▶

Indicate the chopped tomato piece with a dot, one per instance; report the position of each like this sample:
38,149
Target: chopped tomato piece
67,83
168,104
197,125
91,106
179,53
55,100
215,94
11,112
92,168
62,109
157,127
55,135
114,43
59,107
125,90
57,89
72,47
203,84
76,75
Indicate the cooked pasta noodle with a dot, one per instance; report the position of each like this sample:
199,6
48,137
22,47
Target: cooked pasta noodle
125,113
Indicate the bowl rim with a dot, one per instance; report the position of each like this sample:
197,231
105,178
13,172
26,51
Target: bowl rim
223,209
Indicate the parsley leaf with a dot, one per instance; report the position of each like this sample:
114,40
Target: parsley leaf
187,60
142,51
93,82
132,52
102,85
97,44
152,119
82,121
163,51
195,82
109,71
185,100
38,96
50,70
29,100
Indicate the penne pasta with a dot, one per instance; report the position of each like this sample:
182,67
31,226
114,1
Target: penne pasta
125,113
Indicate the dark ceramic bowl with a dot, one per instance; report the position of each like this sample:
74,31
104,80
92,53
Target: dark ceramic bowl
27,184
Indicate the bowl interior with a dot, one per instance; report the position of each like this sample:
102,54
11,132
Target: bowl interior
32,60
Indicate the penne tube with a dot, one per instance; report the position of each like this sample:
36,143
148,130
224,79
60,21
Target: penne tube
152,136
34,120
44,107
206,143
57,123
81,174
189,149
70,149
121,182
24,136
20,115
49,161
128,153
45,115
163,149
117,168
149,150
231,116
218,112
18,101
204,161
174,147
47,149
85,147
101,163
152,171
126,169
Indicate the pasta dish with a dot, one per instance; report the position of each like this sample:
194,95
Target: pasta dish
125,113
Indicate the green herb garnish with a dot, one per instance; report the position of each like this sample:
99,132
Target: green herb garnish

◀

Please reproduce only the entries from the line containing "Indicate the penne tube" through the end of the entries, both ends included, keeping the requests unchanged. Shift every point coordinate in the answers by -58, leaving the sample coordinates in the requests untouched.

--- RESULT BELOW ---
Indicate the penne tube with a dot, one per instance; report the position of each like this sample:
36,143
148,130
224,79
60,21
Target: penne tube
94,78
-24,62
-14,49
148,85
-1,65
23,116
131,91
12,91
63,124
-34,78
-38,57
-9,103
70,95
-13,57
105,91
59,110
91,92
173,58
160,54
-40,43
146,103
116,89
-11,91
27,89
43,105
94,113
68,111
Indicate the pasta dish with a dot, one per instance; report the position of each like this sample:
194,95
Target: pasta dish
67,55
Indicate the green herb garnish with a dot, one per instance; report the position of each like this sample:
99,132
Target: green herb garnish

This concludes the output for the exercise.